→ REQUIRED TASK: Reproduce every line from the start of the records down to the line containing "x=468 y=194", both included. Scale each x and y coordinate in the answers by 1.45 and round to whole numbers, with halves rounded up; leave all other text unchanged.

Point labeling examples

■ ■ ■

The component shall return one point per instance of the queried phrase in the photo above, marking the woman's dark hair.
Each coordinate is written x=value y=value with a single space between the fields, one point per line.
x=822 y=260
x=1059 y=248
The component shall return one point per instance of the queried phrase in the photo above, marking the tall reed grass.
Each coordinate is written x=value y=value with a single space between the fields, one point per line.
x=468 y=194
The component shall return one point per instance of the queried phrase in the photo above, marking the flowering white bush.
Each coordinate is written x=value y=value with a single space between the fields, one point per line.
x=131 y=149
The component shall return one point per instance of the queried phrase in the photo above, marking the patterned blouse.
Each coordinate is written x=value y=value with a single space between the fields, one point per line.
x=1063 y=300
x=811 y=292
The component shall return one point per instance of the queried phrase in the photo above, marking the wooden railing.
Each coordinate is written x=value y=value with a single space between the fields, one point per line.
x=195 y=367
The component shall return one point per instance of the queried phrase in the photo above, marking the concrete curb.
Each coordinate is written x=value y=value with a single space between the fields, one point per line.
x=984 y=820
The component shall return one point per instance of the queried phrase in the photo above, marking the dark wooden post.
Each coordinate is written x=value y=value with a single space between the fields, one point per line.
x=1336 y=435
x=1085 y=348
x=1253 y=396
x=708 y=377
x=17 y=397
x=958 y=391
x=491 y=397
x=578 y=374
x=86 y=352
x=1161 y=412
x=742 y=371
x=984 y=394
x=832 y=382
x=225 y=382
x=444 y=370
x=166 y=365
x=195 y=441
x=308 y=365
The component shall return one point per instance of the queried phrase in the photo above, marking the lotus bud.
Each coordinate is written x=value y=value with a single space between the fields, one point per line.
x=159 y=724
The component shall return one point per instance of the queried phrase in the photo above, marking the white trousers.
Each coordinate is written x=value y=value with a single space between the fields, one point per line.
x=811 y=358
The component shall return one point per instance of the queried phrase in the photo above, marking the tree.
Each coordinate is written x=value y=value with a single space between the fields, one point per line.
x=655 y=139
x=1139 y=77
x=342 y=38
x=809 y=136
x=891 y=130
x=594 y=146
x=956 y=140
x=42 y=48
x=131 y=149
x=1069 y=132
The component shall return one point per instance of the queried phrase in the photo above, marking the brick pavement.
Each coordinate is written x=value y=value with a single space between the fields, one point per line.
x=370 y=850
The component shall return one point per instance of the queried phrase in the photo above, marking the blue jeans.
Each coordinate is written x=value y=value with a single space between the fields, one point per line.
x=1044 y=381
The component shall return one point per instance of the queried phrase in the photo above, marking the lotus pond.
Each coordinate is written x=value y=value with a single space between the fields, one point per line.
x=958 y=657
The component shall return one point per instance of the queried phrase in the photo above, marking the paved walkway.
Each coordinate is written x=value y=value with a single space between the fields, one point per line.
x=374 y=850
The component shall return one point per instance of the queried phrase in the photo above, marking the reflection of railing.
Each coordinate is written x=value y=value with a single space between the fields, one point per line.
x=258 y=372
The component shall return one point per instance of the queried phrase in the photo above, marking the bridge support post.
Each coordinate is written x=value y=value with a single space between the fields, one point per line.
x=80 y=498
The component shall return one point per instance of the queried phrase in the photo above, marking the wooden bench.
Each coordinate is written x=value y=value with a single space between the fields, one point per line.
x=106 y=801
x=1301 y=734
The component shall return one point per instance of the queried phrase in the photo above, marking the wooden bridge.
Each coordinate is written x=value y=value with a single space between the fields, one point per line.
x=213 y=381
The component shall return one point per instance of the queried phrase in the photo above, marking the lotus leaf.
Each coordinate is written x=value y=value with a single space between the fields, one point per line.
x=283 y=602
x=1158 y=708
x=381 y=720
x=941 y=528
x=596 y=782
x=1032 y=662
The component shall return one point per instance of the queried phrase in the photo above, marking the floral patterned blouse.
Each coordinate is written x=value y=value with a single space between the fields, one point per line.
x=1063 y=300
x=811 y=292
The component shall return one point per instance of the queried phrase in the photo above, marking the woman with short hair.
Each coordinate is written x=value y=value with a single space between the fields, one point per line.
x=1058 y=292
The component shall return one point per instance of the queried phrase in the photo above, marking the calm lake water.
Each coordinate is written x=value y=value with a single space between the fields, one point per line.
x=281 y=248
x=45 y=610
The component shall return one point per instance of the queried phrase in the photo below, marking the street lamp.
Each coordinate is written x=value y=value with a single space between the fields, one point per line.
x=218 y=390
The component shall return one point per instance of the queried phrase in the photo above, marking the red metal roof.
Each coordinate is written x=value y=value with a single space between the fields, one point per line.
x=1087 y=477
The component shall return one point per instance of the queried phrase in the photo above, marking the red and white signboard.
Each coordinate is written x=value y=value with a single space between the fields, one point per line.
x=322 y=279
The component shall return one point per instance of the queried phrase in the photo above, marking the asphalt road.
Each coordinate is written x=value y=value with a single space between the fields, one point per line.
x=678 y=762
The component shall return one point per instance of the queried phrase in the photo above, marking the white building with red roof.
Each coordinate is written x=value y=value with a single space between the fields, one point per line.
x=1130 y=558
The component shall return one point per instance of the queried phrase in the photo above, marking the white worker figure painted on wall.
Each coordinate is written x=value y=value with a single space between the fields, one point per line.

■ ■ ■

→ SOLUTION TO THIS TASK:
The component shall return one point per instance of the queried phrase in the photo above, marking the woman's dark hair.
Each coordinate is written x=value y=value with a single space between the fields, one point per line.
x=1192 y=377
x=1536 y=360
The component shall return one point per instance of the queried phrase in the photo above, marking the tall reed grass.
Each coordinate is written x=value y=value with a single space between the fields, one point per line.
x=679 y=281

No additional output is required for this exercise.